• Goal of the exercise: Each line of the material below should be reproduced exactly.

• Data extract:
================

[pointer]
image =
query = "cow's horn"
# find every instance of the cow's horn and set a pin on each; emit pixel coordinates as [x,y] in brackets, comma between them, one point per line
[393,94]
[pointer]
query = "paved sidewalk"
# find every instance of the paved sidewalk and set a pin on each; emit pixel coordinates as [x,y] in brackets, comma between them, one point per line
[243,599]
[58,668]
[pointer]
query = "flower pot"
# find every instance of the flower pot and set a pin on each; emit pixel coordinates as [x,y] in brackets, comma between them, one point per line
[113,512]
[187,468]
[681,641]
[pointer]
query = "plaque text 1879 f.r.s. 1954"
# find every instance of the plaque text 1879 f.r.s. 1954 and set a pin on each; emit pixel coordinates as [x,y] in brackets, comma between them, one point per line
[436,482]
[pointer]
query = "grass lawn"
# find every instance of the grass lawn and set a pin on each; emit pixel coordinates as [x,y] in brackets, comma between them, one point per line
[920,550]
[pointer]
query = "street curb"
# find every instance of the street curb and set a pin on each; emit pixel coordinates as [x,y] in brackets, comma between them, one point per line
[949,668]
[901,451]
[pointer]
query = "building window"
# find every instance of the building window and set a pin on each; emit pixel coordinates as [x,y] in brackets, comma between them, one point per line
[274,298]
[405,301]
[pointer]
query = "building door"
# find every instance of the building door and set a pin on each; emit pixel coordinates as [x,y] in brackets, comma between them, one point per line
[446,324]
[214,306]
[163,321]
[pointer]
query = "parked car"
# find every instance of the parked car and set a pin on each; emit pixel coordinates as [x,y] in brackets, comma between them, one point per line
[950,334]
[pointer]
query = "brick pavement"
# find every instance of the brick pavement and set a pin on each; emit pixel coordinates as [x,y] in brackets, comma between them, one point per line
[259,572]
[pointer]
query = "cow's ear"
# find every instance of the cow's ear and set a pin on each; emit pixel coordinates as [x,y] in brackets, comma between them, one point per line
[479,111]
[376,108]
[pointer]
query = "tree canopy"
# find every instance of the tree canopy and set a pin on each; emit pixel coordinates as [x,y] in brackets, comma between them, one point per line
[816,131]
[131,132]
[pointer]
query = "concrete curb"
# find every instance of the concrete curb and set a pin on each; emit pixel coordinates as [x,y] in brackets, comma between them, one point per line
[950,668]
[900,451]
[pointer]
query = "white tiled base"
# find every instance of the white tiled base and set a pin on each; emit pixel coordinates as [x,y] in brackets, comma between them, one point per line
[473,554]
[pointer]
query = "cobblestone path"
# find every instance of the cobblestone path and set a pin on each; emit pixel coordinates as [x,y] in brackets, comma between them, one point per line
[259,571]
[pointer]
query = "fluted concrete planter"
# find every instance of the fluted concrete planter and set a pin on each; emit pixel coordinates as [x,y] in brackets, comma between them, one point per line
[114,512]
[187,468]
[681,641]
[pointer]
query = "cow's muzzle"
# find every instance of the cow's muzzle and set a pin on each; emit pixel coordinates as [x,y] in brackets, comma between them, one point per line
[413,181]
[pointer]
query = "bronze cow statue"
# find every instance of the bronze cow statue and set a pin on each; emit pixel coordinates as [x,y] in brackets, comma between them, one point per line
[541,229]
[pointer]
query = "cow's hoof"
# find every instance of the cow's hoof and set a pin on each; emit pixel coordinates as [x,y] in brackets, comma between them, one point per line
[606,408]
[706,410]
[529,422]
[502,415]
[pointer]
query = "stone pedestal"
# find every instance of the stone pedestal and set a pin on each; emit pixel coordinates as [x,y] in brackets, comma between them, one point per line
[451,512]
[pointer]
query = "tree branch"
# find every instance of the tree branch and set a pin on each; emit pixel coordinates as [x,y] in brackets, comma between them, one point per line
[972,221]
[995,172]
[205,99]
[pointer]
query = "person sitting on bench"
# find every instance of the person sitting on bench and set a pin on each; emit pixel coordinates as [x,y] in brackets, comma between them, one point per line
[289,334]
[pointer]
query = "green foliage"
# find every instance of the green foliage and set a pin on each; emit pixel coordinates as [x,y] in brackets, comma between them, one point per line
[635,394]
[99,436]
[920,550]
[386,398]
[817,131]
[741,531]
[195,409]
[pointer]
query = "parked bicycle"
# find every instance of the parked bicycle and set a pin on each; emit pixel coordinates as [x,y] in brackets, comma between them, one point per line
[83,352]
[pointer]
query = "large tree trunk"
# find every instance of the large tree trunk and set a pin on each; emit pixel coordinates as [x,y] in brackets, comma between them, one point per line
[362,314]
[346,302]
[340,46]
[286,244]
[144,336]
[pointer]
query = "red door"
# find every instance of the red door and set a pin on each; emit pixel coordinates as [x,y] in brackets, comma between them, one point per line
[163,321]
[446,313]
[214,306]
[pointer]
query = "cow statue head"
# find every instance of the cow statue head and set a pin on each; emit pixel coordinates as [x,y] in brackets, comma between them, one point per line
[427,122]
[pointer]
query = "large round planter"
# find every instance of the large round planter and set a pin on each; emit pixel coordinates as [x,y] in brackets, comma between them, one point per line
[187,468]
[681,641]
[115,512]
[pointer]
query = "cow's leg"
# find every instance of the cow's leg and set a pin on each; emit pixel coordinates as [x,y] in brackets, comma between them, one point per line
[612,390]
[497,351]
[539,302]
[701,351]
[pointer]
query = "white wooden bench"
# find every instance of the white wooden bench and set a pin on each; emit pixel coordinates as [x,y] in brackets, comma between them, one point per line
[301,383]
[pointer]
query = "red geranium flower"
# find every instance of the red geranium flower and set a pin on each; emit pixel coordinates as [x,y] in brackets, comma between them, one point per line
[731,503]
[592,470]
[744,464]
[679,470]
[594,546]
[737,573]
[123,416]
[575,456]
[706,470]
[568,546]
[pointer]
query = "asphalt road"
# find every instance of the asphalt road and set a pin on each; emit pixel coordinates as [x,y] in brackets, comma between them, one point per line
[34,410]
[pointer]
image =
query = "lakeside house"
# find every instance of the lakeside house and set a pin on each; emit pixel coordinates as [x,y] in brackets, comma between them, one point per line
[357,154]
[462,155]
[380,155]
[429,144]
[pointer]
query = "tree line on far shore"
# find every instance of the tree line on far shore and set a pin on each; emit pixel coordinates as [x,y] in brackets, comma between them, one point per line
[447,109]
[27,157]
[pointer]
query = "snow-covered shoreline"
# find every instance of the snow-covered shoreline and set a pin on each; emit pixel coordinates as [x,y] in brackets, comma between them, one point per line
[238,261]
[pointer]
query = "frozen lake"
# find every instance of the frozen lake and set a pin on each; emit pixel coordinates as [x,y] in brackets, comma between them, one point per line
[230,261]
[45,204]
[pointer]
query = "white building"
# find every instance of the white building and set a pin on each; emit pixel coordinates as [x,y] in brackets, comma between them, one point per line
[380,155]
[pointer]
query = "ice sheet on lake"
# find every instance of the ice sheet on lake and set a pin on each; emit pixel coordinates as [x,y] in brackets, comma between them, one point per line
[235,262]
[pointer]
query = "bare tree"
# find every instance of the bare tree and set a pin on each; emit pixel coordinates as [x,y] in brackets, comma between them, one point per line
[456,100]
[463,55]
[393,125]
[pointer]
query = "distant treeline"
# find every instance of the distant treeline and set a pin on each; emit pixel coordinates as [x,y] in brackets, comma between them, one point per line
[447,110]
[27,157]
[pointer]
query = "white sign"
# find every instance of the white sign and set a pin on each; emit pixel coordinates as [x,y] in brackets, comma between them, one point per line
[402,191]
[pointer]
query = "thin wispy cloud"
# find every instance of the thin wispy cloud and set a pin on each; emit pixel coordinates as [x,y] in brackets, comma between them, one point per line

================

• Answer for this exercise:
[pointer]
image =
query = "cow's horn"
# find every instance of the cow's horn and set a pin on each; emit pixel coordinates as [x,y] in brackets, comma between them, one point per line
[393,94]
[pointer]
query = "paved sidewalk"
# find every instance of the paved sidewalk and set a pin on each; emit pixel coordinates as [x,y] in brackets, comma between them, one point per line
[243,599]
[58,668]
[pointer]
query = "flower pot"
# find every instance of the flower pot and set a pin on each; emit pixel coordinates as [x,y] in brackets, comma between them, one point per line
[113,512]
[187,468]
[681,641]
[pointer]
query = "plaque text 1879 f.r.s. 1954"
# find every instance of the plaque text 1879 f.r.s. 1954 and set a pin on each; emit pixel coordinates as [x,y] in brackets, comma between them, one point per line
[436,482]
[pointer]
query = "grass lawn"
# find every instance of the grass lawn and set a pin on each; emit pixel coordinates as [x,y] in brackets, comma between them, one point per line
[920,550]
[pointer]
query = "street curb"
# find every instance of the street curb and set a pin on each; emit pixel coordinates as [x,y] in brackets, comma between them, one point per line
[949,668]
[901,451]
[pointer]
query = "building window"
# find every instance of the building window and set a pin on each; emit pixel coordinates as [x,y] in brackets, comma between them, one point per line
[274,298]
[405,301]
[pointer]
query = "building door"
# find every instance of the building door and set a pin on each; emit pixel coordinates as [x,y] in brackets, comma between them, one point per line
[446,324]
[214,306]
[163,321]
[pointer]
query = "parked car"
# find every instance of the parked car and set a pin on each; emit pixel coordinates as [x,y] in brackets, comma between them, one point per line
[950,334]
[pointer]
query = "brick pavement"
# find every instance of the brick pavement and set a pin on each; emit pixel coordinates as [x,y] in brackets, comma between them, one point per line
[259,572]
[pointer]
query = "cow's ear"
# find every instance of the cow's ear and set a pin on each; emit pixel coordinates as [x,y] in brackets, comma between them, one point per line
[479,111]
[376,108]
[pointer]
query = "tree canopy"
# find every instance of the tree canopy and set a pin on each; emit pixel coordinates as [x,y] in brackets, comma between them, one point per line
[816,131]
[131,132]
[pointer]
query = "concrete curb"
# find every instance of the concrete curb and set a pin on each; emit pixel coordinates as [x,y] in brackets, comma between them, one point per line
[950,668]
[900,451]
[pointer]
query = "white tiled base"
# find every instance of the white tiled base and set a pin on each; emit pixel coordinates as [x,y] in brackets, comma between them, one point per line
[473,554]
[pointer]
query = "cobblestone path"
# find every instance of the cobblestone path and set a pin on each; emit pixel coordinates as [x,y] in brackets, comma between them, one point per line
[259,571]
[pointer]
query = "fluted concrete planter"
# find every instance of the fluted concrete planter and set a pin on each; emit pixel coordinates as [x,y] in brackets, comma between them, one point per line
[114,512]
[187,468]
[681,641]
[pointer]
query = "cow's muzzle"
# find every instance of the cow's muzzle and set a pin on each; emit pixel coordinates as [x,y] in brackets, comma between them, one point per line
[413,181]
[pointer]
query = "bronze cow statue"
# find every instance of the bronze cow statue and set a pin on each; emit pixel coordinates as [x,y] in brackets, comma between them, one point per line
[541,229]
[pointer]
query = "cow's hoof"
# find every instance of the cow's hoof and set a pin on each; emit pixel coordinates as [x,y] in brackets, comma between them, one point per line
[606,408]
[706,410]
[529,422]
[502,415]
[pointer]
query = "stone pedestal"
# find every instance of the stone pedestal and set a pin on each; emit pixel coordinates as [x,y] in brackets, comma between them, one point per line
[451,512]
[pointer]
query = "tree branch"
# find every instance of the tree branch and set a pin on each; emit pixel coordinates as [x,y] in brackets, comma between them, one point per line
[972,221]
[995,172]
[205,99]
[pointer]
query = "person sitting on bench"
# find every instance of the person sitting on bench and set a pin on each; emit pixel coordinates as [x,y] in brackets, comma between them, one point per line
[289,334]
[pointer]
query = "green foliage"
# find every instance of the green foliage and set a pin on each; emit pixel coordinates as [x,y] in brackets, comma between them, one point per line
[635,394]
[99,436]
[920,550]
[386,398]
[817,131]
[741,531]
[195,409]
[pointer]
query = "parked bicycle"
# find every instance of the parked bicycle and set a pin on each; emit pixel coordinates as [x,y] in brackets, comma between them, one point per line
[83,352]
[pointer]
query = "large tree trunk"
# find every instance of the large tree trunk and set a pin on each; emit pixel coordinates as [x,y] in brackets, comma between them, one point per line
[362,314]
[346,302]
[340,46]
[286,244]
[144,336]
[pointer]
query = "red door"
# find every instance of the red door and set a pin on each; emit pixel coordinates as [x,y] in brackets, comma between them, one point per line
[163,321]
[446,313]
[214,306]
[pointer]
query = "cow statue head"
# find every instance of the cow statue head and set a pin on each; emit pixel coordinates as [x,y] in brackets, comma between them, one point per line
[427,122]
[pointer]
query = "large round planter"
# find every instance of the large round planter and set a pin on each; emit pixel coordinates as [x,y] in brackets, comma between them, one point per line
[187,468]
[681,641]
[115,512]
[pointer]
query = "cow's leg"
# find every instance of the cow's leg and set a pin on each; emit pixel coordinates as [x,y] in brackets, comma between them, one point per line
[612,390]
[497,351]
[539,302]
[701,351]
[pointer]
query = "white wooden bench"
# find every instance of the white wooden bench and set a pin on each; emit pixel coordinates as [x,y] in brackets, comma between them, one point per line
[301,383]
[pointer]
query = "red geranium flower"
# find every instance of the red geranium flower and set a pin on each; emit pixel coordinates as [x,y] in brackets, comma between them, one point per line
[731,503]
[592,470]
[744,464]
[679,470]
[594,546]
[737,573]
[123,416]
[575,456]
[706,470]
[568,546]
[pointer]
query = "asphalt road"
# find every instance of the asphalt road and set a pin on each; emit pixel coordinates as [x,y] in brackets, comma between them, one point per line
[34,410]
[pointer]
image =
query = "lakeside house"
# find every instance of the lakeside house and set a pin on each; emit pixel coordinates as [x,y] in brackets, comma between them, one point per line
[357,154]
[462,155]
[380,155]
[429,144]
[pointer]
query = "tree line on far shore"
# find every instance of the tree line on far shore and set a pin on each; emit pixel coordinates as [x,y] in brackets, comma between them, one point per line
[447,109]
[27,157]
[pointer]
query = "snow-covered shoreline"
# find every instance of the snow-covered shoreline and set a pin on each; emit pixel coordinates as [x,y] in brackets, comma between them, one point per line
[238,261]
[pointer]
query = "frozen lake"
# find every instance of the frozen lake and set a pin on each; emit pixel coordinates as [x,y] in brackets, comma between them, one point per line
[230,261]
[45,204]
[pointer]
query = "white building"
# find every instance of the white building and set a pin on each; emit pixel coordinates as [x,y] in brackets, comma between them, one point per line
[380,155]
[pointer]
query = "ice sheet on lake"
# find every instance of the ice sheet on lake and set a pin on each; emit pixel coordinates as [x,y] in brackets, comma between them, one point per line
[235,262]
[pointer]
query = "bare tree"
# find every instance of the bare tree and set a pin on each; emit pixel coordinates as [x,y] in brackets, comma between them, one point per line
[456,100]
[463,55]
[393,125]
[pointer]
query = "distant treeline"
# find every instance of the distant treeline and set a pin on each; emit pixel coordinates as [x,y] in brackets, comma between them, one point per line
[447,110]
[27,157]
[pointer]
query = "white sign"
# find every instance of the white sign and set a pin on each; emit pixel coordinates as [x,y] in brackets, comma between them, one point per line
[402,191]
[pointer]
query = "thin wispy cloud"
# find every instance of the thin wispy cloud and set a pin on each; emit pixel coordinates as [x,y] in brackets, comma between them, one point per line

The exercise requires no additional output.